- **Problem description**
Beginning at the line containing "Mark the region of each instance of the cut" in the material below and ending at the line containing "Give the segmentation of every instance of the wooden", return each line exactly and add nothing.
═════ Records provided
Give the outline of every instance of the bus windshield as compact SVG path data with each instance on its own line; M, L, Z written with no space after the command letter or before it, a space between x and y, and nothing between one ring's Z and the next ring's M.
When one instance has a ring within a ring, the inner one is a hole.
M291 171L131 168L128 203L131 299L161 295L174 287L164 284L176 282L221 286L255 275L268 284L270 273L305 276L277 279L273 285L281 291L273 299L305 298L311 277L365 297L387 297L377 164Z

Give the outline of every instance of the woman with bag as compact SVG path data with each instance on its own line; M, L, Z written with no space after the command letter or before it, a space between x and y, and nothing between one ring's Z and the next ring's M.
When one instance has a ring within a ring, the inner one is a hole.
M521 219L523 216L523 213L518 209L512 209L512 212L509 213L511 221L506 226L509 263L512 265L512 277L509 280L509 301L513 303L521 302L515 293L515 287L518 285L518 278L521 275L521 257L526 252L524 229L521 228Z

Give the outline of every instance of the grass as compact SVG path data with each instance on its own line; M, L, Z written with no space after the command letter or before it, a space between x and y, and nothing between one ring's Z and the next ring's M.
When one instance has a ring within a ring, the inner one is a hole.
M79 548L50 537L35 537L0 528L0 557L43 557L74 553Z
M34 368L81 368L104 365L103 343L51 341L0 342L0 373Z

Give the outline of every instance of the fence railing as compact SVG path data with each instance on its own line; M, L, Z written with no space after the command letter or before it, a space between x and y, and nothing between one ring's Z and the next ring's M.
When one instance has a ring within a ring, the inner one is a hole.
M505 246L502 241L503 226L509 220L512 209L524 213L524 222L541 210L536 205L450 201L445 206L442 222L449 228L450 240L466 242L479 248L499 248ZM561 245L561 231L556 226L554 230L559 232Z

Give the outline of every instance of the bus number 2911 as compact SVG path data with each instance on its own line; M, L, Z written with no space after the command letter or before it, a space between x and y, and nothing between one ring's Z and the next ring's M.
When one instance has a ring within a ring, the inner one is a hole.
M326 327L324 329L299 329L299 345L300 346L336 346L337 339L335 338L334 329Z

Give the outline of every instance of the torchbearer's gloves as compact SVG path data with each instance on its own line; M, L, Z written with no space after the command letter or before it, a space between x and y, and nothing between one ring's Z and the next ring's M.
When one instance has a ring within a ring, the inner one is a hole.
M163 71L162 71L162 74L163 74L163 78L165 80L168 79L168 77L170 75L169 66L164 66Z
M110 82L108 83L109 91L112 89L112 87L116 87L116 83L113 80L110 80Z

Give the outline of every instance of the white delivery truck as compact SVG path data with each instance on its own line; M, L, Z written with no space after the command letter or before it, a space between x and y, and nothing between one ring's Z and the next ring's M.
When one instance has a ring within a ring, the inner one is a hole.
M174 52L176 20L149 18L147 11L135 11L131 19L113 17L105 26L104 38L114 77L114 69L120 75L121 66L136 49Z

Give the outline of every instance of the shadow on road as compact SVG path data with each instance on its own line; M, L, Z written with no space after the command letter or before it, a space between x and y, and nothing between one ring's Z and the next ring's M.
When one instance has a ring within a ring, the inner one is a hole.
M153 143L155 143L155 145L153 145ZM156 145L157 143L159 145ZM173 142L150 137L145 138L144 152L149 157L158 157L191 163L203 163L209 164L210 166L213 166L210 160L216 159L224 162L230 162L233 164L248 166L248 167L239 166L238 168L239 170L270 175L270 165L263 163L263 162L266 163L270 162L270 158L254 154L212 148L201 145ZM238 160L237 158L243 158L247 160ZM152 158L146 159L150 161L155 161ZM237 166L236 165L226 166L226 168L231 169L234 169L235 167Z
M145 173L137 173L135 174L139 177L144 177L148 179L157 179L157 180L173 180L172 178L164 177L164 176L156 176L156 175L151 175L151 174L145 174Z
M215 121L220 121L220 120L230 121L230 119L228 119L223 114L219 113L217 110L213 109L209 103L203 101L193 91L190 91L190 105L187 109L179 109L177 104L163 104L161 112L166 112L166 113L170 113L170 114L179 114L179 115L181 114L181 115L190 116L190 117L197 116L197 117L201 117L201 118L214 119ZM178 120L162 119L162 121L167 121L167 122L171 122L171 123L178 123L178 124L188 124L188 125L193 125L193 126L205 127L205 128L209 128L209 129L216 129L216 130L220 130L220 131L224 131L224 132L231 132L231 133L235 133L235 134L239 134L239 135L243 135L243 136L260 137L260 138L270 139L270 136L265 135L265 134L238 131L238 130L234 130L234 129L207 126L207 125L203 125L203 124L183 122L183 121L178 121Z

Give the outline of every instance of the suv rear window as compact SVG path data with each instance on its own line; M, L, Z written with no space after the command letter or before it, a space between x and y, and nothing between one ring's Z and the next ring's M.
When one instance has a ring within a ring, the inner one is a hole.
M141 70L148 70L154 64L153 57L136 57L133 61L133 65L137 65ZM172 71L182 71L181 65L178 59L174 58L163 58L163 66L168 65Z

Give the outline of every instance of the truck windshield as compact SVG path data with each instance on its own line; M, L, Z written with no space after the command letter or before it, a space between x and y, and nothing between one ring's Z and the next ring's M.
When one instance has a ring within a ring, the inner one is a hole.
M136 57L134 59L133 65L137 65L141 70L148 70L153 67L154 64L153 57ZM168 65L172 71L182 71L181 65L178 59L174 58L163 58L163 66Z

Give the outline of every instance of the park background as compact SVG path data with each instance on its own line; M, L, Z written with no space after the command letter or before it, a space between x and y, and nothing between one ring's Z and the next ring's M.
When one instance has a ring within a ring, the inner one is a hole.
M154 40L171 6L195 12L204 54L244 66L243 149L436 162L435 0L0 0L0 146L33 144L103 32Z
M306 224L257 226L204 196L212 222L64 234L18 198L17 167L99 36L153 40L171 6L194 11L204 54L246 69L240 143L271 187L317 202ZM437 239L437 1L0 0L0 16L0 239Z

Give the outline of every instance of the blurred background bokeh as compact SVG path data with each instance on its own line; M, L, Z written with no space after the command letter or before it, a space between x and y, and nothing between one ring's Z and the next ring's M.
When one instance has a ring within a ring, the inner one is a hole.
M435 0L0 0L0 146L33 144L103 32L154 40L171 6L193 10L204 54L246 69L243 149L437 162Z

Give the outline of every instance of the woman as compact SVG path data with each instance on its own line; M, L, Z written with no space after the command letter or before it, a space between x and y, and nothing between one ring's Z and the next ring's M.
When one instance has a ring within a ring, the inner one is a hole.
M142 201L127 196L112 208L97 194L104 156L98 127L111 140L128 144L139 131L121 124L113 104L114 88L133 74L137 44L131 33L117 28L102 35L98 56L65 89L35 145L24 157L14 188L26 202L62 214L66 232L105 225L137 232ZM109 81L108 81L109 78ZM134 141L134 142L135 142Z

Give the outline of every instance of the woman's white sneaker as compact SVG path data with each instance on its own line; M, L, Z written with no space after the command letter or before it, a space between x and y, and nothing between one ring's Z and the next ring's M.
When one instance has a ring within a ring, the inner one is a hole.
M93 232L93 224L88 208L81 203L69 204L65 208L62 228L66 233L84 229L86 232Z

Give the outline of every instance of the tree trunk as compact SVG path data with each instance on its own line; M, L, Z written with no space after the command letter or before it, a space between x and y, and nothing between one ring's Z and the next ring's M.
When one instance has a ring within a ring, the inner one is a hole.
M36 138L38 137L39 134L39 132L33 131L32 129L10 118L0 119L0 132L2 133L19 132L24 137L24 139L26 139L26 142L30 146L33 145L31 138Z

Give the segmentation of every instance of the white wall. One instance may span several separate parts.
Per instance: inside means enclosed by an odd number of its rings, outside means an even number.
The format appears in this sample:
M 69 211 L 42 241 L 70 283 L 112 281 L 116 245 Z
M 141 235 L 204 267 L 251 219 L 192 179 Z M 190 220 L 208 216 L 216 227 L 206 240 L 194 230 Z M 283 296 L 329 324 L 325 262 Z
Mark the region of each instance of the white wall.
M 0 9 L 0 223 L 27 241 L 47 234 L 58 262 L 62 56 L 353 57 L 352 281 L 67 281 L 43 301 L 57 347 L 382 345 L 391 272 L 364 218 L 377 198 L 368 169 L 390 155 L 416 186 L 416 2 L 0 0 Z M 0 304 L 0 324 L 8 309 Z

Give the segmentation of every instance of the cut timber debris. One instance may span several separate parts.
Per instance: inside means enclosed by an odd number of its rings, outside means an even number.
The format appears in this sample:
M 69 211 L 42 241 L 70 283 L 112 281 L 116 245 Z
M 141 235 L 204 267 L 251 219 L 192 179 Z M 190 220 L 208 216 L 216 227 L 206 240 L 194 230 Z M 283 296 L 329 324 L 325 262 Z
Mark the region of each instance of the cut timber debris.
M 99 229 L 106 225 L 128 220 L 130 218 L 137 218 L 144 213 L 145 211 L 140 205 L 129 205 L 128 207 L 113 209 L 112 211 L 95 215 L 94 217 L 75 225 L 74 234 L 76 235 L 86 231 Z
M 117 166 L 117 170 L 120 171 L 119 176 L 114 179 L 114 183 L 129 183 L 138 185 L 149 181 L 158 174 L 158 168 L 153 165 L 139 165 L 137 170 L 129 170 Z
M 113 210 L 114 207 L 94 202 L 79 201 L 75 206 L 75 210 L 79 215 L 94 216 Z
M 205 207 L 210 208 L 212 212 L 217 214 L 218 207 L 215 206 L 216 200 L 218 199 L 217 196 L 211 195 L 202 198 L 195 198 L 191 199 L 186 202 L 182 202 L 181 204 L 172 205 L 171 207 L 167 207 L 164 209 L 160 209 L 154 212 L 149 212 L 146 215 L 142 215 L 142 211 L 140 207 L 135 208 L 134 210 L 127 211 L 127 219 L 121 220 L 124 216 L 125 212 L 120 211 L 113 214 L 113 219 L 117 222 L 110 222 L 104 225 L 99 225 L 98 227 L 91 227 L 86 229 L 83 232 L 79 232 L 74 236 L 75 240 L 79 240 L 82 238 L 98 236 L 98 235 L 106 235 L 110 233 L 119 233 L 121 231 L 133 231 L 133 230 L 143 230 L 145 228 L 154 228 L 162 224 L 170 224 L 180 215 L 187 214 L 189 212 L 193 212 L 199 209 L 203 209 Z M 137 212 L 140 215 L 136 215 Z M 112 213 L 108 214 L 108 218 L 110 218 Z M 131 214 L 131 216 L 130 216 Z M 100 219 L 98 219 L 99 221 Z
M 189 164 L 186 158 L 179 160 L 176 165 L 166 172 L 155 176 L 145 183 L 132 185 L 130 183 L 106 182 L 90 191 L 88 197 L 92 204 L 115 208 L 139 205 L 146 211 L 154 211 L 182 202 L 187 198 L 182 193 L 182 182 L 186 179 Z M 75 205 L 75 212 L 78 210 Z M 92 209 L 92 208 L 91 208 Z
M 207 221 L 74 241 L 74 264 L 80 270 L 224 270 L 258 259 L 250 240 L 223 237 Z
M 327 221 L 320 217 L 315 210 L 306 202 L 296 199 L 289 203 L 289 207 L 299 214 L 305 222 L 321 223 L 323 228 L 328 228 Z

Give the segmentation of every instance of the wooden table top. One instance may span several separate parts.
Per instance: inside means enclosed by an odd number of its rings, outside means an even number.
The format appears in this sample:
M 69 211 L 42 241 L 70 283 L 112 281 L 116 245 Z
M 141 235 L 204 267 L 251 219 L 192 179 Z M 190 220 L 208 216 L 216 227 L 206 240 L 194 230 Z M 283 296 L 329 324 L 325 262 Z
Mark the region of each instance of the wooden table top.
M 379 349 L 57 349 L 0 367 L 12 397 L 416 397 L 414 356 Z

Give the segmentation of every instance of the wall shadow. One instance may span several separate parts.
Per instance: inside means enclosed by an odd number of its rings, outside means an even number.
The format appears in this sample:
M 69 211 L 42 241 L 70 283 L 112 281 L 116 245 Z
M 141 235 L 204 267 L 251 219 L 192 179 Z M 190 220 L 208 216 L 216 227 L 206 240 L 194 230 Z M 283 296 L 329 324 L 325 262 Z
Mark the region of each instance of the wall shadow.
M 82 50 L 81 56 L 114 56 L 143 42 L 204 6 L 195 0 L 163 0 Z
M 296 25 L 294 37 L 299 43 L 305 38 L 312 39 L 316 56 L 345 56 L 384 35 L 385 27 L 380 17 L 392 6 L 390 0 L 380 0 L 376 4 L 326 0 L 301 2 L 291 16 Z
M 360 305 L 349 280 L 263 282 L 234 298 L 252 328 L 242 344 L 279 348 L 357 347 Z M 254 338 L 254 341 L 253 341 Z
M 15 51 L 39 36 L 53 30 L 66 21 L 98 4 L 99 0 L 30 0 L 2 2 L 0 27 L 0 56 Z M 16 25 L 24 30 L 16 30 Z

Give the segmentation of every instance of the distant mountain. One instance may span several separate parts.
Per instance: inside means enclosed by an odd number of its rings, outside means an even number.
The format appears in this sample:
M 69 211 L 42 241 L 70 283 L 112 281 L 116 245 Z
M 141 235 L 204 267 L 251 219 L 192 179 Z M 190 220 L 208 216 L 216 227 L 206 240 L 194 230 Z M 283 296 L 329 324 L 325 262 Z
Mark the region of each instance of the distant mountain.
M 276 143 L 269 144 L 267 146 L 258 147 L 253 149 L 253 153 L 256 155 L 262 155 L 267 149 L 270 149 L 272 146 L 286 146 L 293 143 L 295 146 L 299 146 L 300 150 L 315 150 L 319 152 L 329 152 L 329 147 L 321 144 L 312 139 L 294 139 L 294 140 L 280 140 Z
══════════
- **Result for this exercise**
Mark the region of each instance of the cut timber debris.
M 99 229 L 106 225 L 128 220 L 130 218 L 137 218 L 144 213 L 145 211 L 140 205 L 129 205 L 128 207 L 113 209 L 112 211 L 95 215 L 94 217 L 75 225 L 74 234 L 76 235 L 86 231 Z
M 117 166 L 117 170 L 120 171 L 119 176 L 114 179 L 114 183 L 129 183 L 138 185 L 149 181 L 158 174 L 158 168 L 153 165 L 139 165 L 137 170 L 129 170 Z
M 113 210 L 114 207 L 94 202 L 79 201 L 75 206 L 75 210 L 79 215 L 94 216 Z
M 205 207 L 210 208 L 212 212 L 217 214 L 218 207 L 215 206 L 216 200 L 218 199 L 217 196 L 211 195 L 202 198 L 195 198 L 191 199 L 186 202 L 182 202 L 181 204 L 172 205 L 171 207 L 167 207 L 164 209 L 160 209 L 154 212 L 149 212 L 146 215 L 142 215 L 142 211 L 140 207 L 135 208 L 134 210 L 127 211 L 127 219 L 121 220 L 124 216 L 125 212 L 120 211 L 113 214 L 113 219 L 117 222 L 110 222 L 104 225 L 99 225 L 98 227 L 91 227 L 86 229 L 83 232 L 79 232 L 74 236 L 75 240 L 79 240 L 82 238 L 98 236 L 98 235 L 106 235 L 110 233 L 119 233 L 121 231 L 133 231 L 133 230 L 143 230 L 145 228 L 154 228 L 162 224 L 170 224 L 180 215 L 187 214 L 189 212 L 193 212 L 199 209 L 203 209 Z M 137 212 L 140 215 L 136 215 Z M 112 213 L 108 214 L 108 218 L 110 218 Z M 131 214 L 131 216 L 130 216 Z M 100 219 L 98 219 L 99 221 Z
M 189 164 L 186 158 L 179 160 L 176 165 L 166 172 L 155 176 L 145 183 L 132 185 L 130 183 L 106 182 L 90 191 L 88 197 L 92 204 L 115 208 L 139 205 L 146 211 L 154 211 L 182 202 L 187 198 L 182 193 L 182 182 L 186 179 Z M 75 205 L 75 212 L 78 210 Z M 92 209 L 92 208 L 91 208 Z
M 207 221 L 74 241 L 74 264 L 80 270 L 224 270 L 258 259 L 250 240 L 223 237 Z
M 327 221 L 320 217 L 315 210 L 306 202 L 296 199 L 289 203 L 289 207 L 299 214 L 305 222 L 321 223 L 323 228 L 328 228 Z

Give the segmentation of every instance of the wooden table top. One instance may span several separate parts.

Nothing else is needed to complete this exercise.